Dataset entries

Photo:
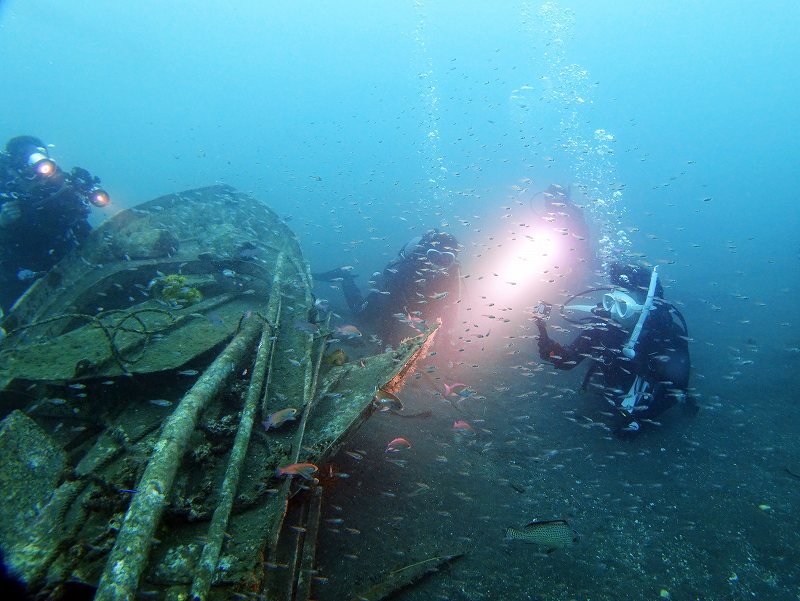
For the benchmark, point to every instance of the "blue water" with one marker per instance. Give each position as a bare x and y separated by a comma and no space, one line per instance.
367,123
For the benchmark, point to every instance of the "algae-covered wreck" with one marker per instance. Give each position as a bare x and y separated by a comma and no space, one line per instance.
133,380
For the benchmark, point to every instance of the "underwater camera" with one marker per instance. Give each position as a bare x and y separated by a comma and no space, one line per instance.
99,197
542,310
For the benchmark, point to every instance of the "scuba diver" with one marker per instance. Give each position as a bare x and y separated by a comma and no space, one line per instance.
420,285
43,213
638,343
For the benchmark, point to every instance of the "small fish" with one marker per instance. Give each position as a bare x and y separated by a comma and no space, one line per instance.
397,444
304,470
348,331
277,419
454,389
386,401
463,428
550,534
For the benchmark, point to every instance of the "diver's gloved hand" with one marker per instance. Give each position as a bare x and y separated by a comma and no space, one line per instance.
10,213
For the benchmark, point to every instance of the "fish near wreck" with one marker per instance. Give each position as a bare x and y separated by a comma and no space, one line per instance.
550,534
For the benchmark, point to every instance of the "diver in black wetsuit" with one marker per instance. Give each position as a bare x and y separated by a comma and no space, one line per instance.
638,343
420,285
43,213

*Task requirements*
Locate each line in the rows above that contains the string "comma", and copy those lines. Case counts when matching.

*Answer to the problem*
For the benchmark, point to every instance of the "blue water" with one marker per instance. Give each position as a bare x and y separated by a comma and no space, one line per instance.
For the benchmark, point to every instance of the "algae-covered wreck" with one marker per instance. Give each position as a bare x and y separated by a comma and no space, one line per instance.
For the benchmark, point to every instance of the "underwater camera" with one marker per instance. Give each position as a bare x and y separated by a comma and no space, one line per instance.
For the benchmark, point to every instance of the "scuba diver" with one marker per instance. Give each position as a bare x and y separated by a comma and no space, one line per instance.
For the benchmark, point to every instance of the "small fish" with one marker per instance. Give each position as a bare x and y separated by a comma and no space, one line per instance.
For the benchmark, point to every instance of the "diver's gloved hand" with one marker per instance. Give each position as a bare x and y separated by a comma and no space, one line per instance.
For the benchmark, point to every instance of the "fish near wreck" with one marker per instance. Give each position as a bare x and y separated by a comma and no space, one line per instance.
For the benchmark, point to every instance of the "diver in black wetsuit" with one marker per instance. Give each position as a bare x and y separated by a comma and no space, one line per instance.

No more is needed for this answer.